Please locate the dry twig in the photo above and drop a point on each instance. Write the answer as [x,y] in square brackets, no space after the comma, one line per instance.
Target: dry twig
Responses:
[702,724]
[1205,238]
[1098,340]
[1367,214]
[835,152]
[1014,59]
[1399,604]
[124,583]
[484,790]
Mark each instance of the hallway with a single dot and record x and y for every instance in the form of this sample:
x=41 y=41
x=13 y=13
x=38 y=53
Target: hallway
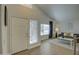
x=47 y=48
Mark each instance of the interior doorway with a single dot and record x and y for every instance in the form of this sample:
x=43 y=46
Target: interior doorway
x=51 y=29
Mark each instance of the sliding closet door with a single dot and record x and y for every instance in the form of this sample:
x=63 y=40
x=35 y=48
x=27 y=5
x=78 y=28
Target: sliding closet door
x=18 y=34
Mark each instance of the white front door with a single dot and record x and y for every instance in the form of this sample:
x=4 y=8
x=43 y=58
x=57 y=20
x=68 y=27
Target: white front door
※
Objective: Reproduce the records word for word, from the line containing "Mark each instance of the hallway" through the end of the records, leaving the pictures out.

Exercise output:
Mark each instance of the hallway with a single dot and record x and y for every instance in the form of this sample:
x=41 y=41
x=13 y=13
x=38 y=53
Target: hallway
x=47 y=48
Mark each instance of the interior doorway with a single dot and record x and y for every instance in the form of this sample:
x=43 y=46
Target: interior doorway
x=51 y=29
Mark each instance of the sliding closet door with a single dot and record x and y for every instance in the form of this sample:
x=63 y=40
x=35 y=48
x=27 y=5
x=78 y=28
Target: sliding closet door
x=18 y=34
Mark each instance of the white front door with a single dot and record x and y for every instance in the form of this sample:
x=4 y=8
x=43 y=58
x=57 y=20
x=68 y=27
Target: white front door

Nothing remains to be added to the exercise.